## The request
Return the records exactly as they are.

(Records from a data collection)
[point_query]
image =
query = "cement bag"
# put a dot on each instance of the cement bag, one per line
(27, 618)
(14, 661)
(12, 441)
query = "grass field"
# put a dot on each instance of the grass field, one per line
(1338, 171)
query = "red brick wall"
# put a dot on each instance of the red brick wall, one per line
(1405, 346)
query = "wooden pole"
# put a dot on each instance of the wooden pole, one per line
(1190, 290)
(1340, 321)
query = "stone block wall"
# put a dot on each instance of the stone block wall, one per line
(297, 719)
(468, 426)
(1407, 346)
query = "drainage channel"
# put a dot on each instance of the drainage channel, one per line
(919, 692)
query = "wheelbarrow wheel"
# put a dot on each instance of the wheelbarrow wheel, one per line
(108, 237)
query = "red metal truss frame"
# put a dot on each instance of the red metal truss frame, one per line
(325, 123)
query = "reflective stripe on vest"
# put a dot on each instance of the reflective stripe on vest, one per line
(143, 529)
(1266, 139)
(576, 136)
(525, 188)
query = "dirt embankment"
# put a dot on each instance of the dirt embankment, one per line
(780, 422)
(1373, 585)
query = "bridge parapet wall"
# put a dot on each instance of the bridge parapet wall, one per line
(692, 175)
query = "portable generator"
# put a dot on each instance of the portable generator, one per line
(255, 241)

## Solution for this exercise
[point_query]
image =
query = "cement bag"
# put a dot on each instance of the cement bag, one per line
(27, 618)
(14, 661)
(12, 441)
query = "grass field"
# put a dot on each instance of the grass field, one per line
(1338, 171)
query = "red brick wall"
# put a dot on each instance of the red brick wall, one per line
(1405, 346)
query = "wooden pole"
# put a dot on each instance of the wooden pole, one per line
(1190, 290)
(1340, 321)
query = "stone block wall"
# put a dot on each instance of the stone block wall, one per line
(297, 719)
(468, 426)
(1407, 346)
query = "drainage channel"
# put a dot on each instance of the drainage channel, one per line
(919, 692)
query = "wheelbarrow wheel"
# put a dot on each instance of the wheelbarrow wheel, one per line
(108, 237)
query = "red metal truss frame"
# put a dot on each instance of the red metal truss frame, one per line
(325, 123)
query = "reflective stripe on vest"
# put a dot on each instance of the reflective stripe on vest, one per line
(143, 529)
(1266, 139)
(576, 136)
(525, 188)
query = "dirt embankment"
# put a dot on each instance of the dirt embankment, one per line
(780, 422)
(1373, 585)
query = "bridge parapet wall"
# put a dot on each instance of the bridge parapet wall, one per line
(692, 175)
query = "portable generator"
# put a dot on each instance of the portable generator, one per line
(255, 241)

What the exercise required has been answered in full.